What this task involves:
Pick up the post about preparing for market declines where it stops, and continue it from after its last sentence.

Text shown:
This Time is Really Different - Royal American Financial Advisors
This week's video from Royal American Financial Advisors is entitled, "This Time is Really Different"... Are you prepared psy...
This week's video from Royal American Financial Advisors is entitled, "This Time is Really Different"...
Are you prepared psychologically for an inevitable market decline? Market declines occur every year to varying degrees. The circumstances surrounding a decline in the markets are never the same. It's always different!
This is a great segment to watch and learn the right things to do when the inevitable downside volatility occurs. It is extremely hard to do the right things, but extremely important to be a successful investor for your lifetime. In this video (about minute 15), find out what attributes are necessary to be successful long term.

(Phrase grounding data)

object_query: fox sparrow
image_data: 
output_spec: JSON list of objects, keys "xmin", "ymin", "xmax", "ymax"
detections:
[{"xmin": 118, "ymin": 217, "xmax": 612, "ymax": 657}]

Your response:
Every client can have different levels of risk and volatility in their portfolio, from very low risk, to balanced or moderate risk, to very aggressive. It is very important that you are in a portfolio according to the level of risk you can sustain for your lifetime (or a strategy that slowly reduces risk over time), which will allow you to remain disciplined and ride through the upside and downside volatility, while allowing us to rebalance your portfolio on highs and lows. Know your risk measurements. If you know your risk measurements you will know what to expect, and won’t be caught off guard when downside volatility occurs. Greater peace of mind comes from knowing your risk and knowing what to expect in down periods and up periods.
The longer term average returns include both upside and downside volatility. Upside and downside volatility can be reduced but not eliminated in the risk part of the portfolio. Investors that tend to take too much risk, or worse, take too much risk and don’t know how much risk they are taking, tend to panic and lose large sums of money with market timing issues.
Almost every year the stock market has declines of 5% - 10% or more at some point in the year. This volatility is part of investing and we reduce our own portfolio volatility by adding high quality bonds, so we have the money to rebalance into stocks on the inevitable declines. To get the longer term average returns the stock and bond markets deliver we must be able to go through the periodic negative periods.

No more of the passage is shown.